Task to complete: Return, word for word, only the lines from the one containing "Target — eyelid crease" through the last line of the entries.

Source data:
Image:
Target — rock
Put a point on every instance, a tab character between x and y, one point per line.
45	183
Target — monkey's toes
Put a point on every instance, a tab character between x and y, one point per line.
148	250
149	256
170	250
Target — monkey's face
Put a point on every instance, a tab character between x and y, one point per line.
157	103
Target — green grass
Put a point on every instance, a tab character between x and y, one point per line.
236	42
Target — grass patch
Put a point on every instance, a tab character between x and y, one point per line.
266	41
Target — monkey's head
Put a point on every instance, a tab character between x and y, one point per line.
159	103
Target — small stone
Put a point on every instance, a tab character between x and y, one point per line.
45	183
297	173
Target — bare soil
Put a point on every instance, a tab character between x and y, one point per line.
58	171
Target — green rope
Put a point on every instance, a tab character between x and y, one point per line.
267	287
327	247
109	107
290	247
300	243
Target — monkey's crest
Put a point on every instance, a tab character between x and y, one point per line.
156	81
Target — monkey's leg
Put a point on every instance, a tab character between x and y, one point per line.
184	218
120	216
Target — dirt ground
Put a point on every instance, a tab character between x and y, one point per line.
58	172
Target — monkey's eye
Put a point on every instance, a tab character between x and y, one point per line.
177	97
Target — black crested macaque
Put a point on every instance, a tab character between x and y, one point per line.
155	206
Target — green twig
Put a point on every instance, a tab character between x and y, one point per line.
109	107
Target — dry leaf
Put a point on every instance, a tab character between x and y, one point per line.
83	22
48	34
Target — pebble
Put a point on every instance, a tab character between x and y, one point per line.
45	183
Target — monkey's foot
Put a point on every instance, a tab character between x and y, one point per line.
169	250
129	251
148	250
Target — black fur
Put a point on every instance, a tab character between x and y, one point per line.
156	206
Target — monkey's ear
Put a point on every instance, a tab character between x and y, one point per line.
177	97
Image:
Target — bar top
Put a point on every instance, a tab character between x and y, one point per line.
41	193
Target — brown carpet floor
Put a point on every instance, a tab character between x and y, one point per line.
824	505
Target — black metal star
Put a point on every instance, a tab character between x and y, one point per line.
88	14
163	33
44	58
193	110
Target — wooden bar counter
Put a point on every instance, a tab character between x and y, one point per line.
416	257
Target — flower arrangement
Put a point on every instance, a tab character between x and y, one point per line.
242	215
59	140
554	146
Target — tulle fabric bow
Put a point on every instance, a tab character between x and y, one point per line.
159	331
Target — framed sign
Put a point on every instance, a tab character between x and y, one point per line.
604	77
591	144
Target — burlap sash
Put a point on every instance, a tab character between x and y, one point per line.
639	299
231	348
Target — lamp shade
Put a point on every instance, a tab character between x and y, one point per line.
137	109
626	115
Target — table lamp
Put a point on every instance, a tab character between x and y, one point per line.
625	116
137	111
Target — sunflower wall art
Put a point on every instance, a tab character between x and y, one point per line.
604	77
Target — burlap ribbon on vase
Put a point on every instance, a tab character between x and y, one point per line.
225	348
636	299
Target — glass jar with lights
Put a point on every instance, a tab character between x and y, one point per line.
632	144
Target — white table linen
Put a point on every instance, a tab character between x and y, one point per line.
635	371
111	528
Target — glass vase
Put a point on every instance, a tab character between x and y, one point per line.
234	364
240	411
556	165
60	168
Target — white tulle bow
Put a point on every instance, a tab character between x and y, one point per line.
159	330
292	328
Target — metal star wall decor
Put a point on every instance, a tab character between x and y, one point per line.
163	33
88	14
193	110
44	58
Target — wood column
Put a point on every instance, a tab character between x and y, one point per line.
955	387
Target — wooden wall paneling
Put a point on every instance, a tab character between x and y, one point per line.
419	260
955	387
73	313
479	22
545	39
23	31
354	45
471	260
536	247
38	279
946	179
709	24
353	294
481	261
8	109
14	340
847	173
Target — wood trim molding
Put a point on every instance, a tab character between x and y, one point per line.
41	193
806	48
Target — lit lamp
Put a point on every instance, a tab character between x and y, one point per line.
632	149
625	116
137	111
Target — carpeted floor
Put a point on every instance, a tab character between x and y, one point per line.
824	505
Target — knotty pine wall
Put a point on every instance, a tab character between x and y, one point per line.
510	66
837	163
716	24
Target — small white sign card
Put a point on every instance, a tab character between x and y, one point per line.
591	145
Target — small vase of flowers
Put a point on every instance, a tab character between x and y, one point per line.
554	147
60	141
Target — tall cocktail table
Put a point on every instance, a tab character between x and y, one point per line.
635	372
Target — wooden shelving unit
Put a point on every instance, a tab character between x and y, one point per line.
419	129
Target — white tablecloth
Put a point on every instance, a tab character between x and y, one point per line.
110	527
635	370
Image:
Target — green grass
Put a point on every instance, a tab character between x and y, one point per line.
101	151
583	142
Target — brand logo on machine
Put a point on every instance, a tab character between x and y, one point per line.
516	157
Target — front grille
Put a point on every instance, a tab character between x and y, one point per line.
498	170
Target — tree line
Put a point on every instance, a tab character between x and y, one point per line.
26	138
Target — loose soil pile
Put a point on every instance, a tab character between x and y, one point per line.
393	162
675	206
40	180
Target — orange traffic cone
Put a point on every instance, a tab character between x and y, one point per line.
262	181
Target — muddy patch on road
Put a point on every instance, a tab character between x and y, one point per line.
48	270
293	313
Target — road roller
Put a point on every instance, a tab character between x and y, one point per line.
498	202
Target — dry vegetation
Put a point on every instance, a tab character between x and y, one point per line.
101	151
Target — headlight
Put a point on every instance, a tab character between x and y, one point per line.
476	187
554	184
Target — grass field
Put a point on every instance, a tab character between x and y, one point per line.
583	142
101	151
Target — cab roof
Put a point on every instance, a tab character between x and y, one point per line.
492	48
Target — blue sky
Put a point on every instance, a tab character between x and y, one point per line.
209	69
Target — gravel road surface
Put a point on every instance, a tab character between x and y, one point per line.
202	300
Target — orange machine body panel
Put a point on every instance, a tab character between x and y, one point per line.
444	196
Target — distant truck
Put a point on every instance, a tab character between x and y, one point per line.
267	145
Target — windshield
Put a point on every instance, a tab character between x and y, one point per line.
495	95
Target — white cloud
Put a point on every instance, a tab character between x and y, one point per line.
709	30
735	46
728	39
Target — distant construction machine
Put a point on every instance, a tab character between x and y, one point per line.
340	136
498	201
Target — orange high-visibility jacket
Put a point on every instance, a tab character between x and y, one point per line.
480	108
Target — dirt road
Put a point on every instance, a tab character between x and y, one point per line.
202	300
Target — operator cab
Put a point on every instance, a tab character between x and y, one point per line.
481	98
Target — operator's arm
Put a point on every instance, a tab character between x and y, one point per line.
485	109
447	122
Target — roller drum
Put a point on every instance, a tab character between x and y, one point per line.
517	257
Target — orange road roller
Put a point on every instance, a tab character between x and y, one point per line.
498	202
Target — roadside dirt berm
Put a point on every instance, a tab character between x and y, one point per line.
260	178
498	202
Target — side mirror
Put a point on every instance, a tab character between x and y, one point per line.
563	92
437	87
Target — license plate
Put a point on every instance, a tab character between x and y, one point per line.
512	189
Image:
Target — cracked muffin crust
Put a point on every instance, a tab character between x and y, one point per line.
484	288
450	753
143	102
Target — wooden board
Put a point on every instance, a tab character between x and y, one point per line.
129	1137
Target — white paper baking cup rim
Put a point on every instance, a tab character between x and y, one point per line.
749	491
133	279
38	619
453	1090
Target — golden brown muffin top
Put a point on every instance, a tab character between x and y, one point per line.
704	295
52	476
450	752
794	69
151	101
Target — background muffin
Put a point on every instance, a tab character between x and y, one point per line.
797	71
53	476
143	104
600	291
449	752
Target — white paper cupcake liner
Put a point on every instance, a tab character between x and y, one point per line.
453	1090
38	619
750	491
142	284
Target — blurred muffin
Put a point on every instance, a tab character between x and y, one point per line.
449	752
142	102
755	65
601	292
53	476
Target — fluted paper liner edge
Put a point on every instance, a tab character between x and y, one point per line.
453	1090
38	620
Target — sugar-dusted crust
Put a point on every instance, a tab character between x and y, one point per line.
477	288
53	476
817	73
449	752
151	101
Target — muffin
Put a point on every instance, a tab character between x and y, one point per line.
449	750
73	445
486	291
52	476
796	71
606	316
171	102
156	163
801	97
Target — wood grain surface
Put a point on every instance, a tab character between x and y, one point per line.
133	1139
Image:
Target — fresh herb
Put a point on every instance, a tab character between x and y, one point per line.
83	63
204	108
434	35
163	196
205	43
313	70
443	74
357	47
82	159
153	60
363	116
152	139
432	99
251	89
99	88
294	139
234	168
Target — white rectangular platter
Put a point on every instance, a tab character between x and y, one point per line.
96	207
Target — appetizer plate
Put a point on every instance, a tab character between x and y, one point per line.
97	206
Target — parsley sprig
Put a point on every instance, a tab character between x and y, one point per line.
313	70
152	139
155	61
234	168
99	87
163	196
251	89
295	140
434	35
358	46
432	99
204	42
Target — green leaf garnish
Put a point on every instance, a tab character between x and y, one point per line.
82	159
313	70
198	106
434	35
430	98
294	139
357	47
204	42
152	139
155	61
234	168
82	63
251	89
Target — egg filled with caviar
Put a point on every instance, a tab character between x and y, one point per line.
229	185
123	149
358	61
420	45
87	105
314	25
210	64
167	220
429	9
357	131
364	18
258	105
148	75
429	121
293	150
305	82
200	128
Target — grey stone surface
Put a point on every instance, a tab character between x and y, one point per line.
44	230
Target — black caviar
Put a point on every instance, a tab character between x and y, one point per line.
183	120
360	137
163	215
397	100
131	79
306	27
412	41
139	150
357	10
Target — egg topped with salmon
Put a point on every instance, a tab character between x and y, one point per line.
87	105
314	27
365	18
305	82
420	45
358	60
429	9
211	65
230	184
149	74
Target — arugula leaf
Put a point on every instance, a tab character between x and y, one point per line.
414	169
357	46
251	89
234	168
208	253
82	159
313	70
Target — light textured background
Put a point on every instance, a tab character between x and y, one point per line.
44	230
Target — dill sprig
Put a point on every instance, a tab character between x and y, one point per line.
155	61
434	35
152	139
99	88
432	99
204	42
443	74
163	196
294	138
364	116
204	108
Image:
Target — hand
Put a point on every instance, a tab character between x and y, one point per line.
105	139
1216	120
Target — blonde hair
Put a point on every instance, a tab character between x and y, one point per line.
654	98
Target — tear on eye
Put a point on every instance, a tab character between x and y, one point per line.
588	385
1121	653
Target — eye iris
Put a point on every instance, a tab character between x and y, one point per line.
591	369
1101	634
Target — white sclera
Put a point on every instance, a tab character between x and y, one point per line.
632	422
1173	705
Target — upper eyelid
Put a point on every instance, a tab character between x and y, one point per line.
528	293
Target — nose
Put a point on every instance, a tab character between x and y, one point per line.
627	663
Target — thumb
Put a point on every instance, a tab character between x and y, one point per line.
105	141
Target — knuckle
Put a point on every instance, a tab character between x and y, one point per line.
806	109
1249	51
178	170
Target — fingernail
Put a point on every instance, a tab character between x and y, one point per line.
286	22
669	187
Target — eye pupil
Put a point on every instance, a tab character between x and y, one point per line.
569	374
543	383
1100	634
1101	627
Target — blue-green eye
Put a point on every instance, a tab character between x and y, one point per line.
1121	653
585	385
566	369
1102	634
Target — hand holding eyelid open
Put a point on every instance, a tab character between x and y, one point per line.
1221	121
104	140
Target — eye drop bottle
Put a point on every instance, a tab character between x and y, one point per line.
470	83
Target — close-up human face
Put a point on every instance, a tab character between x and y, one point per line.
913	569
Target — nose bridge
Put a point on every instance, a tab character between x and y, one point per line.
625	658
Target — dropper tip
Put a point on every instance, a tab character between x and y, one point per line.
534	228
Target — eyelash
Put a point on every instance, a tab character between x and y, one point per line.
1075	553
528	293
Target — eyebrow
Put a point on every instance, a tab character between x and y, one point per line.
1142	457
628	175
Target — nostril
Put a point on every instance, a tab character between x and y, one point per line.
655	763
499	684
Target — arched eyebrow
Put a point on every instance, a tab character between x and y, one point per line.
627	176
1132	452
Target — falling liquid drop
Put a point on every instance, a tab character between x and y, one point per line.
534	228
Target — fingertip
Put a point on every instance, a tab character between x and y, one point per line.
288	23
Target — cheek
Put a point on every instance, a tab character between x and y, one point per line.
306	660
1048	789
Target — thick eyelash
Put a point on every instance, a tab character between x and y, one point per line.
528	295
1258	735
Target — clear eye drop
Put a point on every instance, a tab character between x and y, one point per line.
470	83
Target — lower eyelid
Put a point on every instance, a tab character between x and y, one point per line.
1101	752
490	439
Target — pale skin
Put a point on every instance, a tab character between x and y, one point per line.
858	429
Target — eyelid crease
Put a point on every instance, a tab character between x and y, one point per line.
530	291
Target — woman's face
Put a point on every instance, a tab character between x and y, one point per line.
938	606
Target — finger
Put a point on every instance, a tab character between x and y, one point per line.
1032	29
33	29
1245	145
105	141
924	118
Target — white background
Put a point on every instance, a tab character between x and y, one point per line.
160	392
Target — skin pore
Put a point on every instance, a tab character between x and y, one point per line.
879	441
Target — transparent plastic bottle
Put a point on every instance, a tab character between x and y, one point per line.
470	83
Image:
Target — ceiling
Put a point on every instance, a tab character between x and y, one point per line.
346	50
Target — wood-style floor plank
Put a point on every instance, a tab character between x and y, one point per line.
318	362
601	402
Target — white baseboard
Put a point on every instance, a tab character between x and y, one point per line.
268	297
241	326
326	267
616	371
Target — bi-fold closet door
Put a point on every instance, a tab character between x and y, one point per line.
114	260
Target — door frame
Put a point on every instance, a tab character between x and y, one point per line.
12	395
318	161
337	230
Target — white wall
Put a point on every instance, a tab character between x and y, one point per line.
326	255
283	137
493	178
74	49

Answer for the task:
Target — eyelid crease
Put a point on every instance, a tab character between x and y, one point per line.
530	291
Target — woman's face
Put a point on every instance, a tab character between x and y, one point per line.
938	606
Target — finger
Put a point on every instance, a tab character between x and y, one point per line.
1032	29
33	29
1245	145
105	141
924	118
Target — white background
Put a point on every instance, a tab character between x and y, one point per line.
160	392
Target — skin pore
Put a point on every instance, a tab character between x and y, one point per line.
879	441
Target — transparent plastic bottle
Put a point on every instance, a tab character between x and y, one point per line.
470	83
Image:
Target — ceiling
Put a point on every instance, a tab character between x and y, one point per line.
346	50
Target — wood-style floor plank
Put a point on every instance, a tab character between x and y, one point per line.
318	362
601	402
Target — white baseboard
Put a point on every instance, a tab character between x and y, one point per line.
268	297
241	326
326	267
616	371
Target — bi-fold closet door
Put a point on every instance, a tab character between x and y, one point per line.
114	260
Target — door frame
Put a point on every instance, a tab character between x and y, one point per line.
12	395
318	161
337	230
Target — white wall
Put a point on every instance, a tab character between x and y, one point per line.
326	255
283	137
493	178
74	49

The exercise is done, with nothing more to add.